[Stored data]
========

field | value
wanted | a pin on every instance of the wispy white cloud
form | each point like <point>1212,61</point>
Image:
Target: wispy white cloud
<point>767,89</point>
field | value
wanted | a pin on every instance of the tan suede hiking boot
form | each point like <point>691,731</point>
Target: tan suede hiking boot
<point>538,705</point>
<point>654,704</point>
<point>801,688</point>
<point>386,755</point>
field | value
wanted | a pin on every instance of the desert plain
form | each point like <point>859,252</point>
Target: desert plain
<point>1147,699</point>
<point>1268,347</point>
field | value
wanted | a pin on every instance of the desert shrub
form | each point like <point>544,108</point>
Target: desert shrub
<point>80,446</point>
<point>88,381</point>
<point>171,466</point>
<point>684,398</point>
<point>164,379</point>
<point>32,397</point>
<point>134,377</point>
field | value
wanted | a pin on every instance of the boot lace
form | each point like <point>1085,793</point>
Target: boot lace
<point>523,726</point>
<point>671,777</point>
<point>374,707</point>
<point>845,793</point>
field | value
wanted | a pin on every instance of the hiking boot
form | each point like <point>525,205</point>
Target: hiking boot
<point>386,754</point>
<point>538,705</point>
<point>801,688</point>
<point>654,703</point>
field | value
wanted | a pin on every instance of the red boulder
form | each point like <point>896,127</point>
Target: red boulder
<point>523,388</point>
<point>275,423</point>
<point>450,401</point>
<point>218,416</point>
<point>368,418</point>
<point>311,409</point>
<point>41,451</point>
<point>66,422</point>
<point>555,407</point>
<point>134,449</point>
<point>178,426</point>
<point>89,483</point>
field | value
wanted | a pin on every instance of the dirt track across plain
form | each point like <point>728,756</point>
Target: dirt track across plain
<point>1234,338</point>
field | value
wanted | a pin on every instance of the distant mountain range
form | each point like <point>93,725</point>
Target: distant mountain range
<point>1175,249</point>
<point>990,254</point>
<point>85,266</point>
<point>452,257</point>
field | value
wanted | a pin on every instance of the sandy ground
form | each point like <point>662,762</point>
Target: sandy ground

========

### ABOUT THIS TASK
Reproduce the line containing "wanted | a pin on every instance of the distant" and every line after it. Stop at the last line of the records, and add nothing.

### TASK SOLUTION
wanted | a pin on every instance of the distant mountain range
form | each point like <point>93,725</point>
Target: distant mountain range
<point>1175,249</point>
<point>990,254</point>
<point>85,266</point>
<point>452,257</point>
field | value
wanted | a pin on every instance of the sandy ground
form | each point like <point>662,762</point>
Target: sandy ground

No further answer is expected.